TO DO: Return each line in the rows below that contains the word "elements". Case matters.
_ _ _ _
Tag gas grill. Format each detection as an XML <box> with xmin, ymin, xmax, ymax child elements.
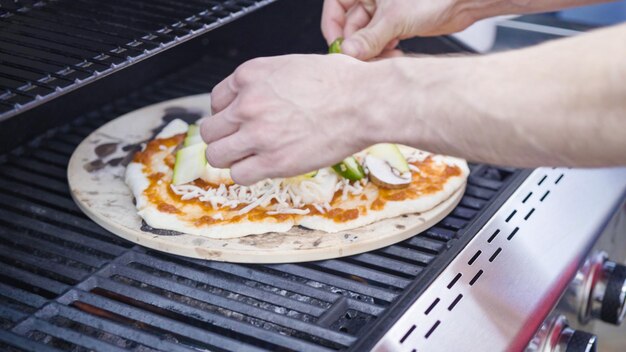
<box><xmin>0</xmin><ymin>0</ymin><xmax>626</xmax><ymax>351</ymax></box>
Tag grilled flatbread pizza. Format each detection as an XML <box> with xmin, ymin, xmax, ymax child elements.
<box><xmin>125</xmin><ymin>120</ymin><xmax>469</xmax><ymax>238</ymax></box>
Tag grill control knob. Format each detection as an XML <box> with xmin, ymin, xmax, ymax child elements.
<box><xmin>578</xmin><ymin>253</ymin><xmax>626</xmax><ymax>325</ymax></box>
<box><xmin>555</xmin><ymin>327</ymin><xmax>598</xmax><ymax>352</ymax></box>
<box><xmin>526</xmin><ymin>315</ymin><xmax>598</xmax><ymax>352</ymax></box>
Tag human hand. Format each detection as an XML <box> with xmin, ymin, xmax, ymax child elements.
<box><xmin>322</xmin><ymin>0</ymin><xmax>477</xmax><ymax>60</ymax></box>
<box><xmin>201</xmin><ymin>55</ymin><xmax>374</xmax><ymax>185</ymax></box>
_ _ _ _
CORRECT ANSWER:
Tag gas grill. Format each detection as an XML <box> with xmin, ymin, xmax, ymax child elements.
Tag grilled flatbread pizza. Format each detection as an XML <box> with xmin, ymin, xmax, ymax child elements.
Tag grill control knob. Format each detection as an XML <box> with xmin, ymin, xmax, ymax child elements.
Tag human hand. Format each detection as an XML <box> with xmin, ymin, xmax, ymax child elements.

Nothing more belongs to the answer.